WHAT TO DO:
Reproduce each of the following items line for line, without changing a single character.
>> begin RECORDS FOR PROCESSING
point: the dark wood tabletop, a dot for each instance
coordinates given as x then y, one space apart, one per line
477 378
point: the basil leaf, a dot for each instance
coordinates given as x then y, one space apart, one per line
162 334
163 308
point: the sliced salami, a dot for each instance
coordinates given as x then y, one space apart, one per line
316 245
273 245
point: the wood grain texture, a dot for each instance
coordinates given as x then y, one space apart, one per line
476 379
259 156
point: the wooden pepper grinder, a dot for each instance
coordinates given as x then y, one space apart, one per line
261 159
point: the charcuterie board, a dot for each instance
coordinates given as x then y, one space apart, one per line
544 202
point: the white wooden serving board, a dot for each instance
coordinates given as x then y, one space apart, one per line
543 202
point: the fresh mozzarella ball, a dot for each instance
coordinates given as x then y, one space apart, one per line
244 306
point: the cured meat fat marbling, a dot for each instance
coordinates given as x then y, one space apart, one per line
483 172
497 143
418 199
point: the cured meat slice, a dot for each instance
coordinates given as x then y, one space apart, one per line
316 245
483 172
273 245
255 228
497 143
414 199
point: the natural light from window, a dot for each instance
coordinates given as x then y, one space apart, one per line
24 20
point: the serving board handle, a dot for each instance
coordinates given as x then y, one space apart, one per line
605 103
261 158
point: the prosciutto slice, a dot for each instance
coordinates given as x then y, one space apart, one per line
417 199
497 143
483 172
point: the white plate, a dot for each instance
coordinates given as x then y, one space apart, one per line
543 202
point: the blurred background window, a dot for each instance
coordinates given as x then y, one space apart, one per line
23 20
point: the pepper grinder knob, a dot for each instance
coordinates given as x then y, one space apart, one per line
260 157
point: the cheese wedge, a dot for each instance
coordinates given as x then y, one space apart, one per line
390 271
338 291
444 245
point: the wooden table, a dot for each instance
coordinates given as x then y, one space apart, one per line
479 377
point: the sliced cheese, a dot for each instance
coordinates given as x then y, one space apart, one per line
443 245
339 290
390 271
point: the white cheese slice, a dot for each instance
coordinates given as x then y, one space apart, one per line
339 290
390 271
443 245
>> end RECORDS FOR PROCESSING
WRITTEN RESPONSE:
point: the dark wood tabletop, a dot for each instance
coordinates given as x then y, one space apart, one per line
477 378
point: the basil leaf, a dot for each instance
coordinates given as x then y, one space apart, one per line
162 334
163 308
point: the sliced salami, a dot for each instance
coordinates given as x then y, one space apart, one per line
316 245
273 245
point: the wood grain texture, a dot for each instance
coordinates given as x then y, one space apart, one per line
476 379
259 156
point: the wooden pepper grinder, a dot for each instance
coordinates given as x then y, one space apart, one per line
261 159
point: the charcuterie board, a dot for each instance
coordinates given as x then y, one space apart, one per line
544 202
point: the white wooden serving board, a dot for each instance
coordinates given as x then y, one space apart, one per line
543 202
point: the fresh mozzarella ball, a dot for each instance
coordinates given as x then y, one space apart, one per line
244 306
point: the cured meat fat marbling, a dot for each instance
coordinates given as x then y, one space apart, one per line
483 172
497 143
418 199
point: the cured meat slice, a dot for each instance
coordinates given as x then y, one space apart, one per line
316 245
483 172
273 245
255 228
497 143
414 199
point: the natural light from window, a dot for each instance
coordinates given as x then y, one space apart, one per line
24 20
point: the serving board handle, a dot for each instance
coordinates given as x then y, one space apart, one per line
605 103
261 158
point: the prosciutto slice, a dot for each instance
coordinates given as x then y, one space apart, one per line
417 199
497 143
483 172
point: the white plate, a dot for each instance
coordinates given as x then y, one space apart, one per line
543 202
point: the blurred background window, a dot for each instance
coordinates given as x then y, one space apart, one per line
23 20
point: the pepper grinder knob, a dot for each instance
coordinates given as x then y, one space apart, one per line
260 157
point: the cheese wedge, a dot for each instance
coordinates given as x then y, one space apart, one per line
390 271
338 291
444 245
point: the wooden table, a dot for each instance
coordinates given as x then y, one space apart, one per line
479 377
point: the sliced cheese, a dot for each instance
coordinates given as x then y, one space apart, one per line
443 245
339 290
390 271
point: the white cheese slice, a dot for each instance
coordinates given as x then y, one space apart, one per line
339 290
390 271
443 245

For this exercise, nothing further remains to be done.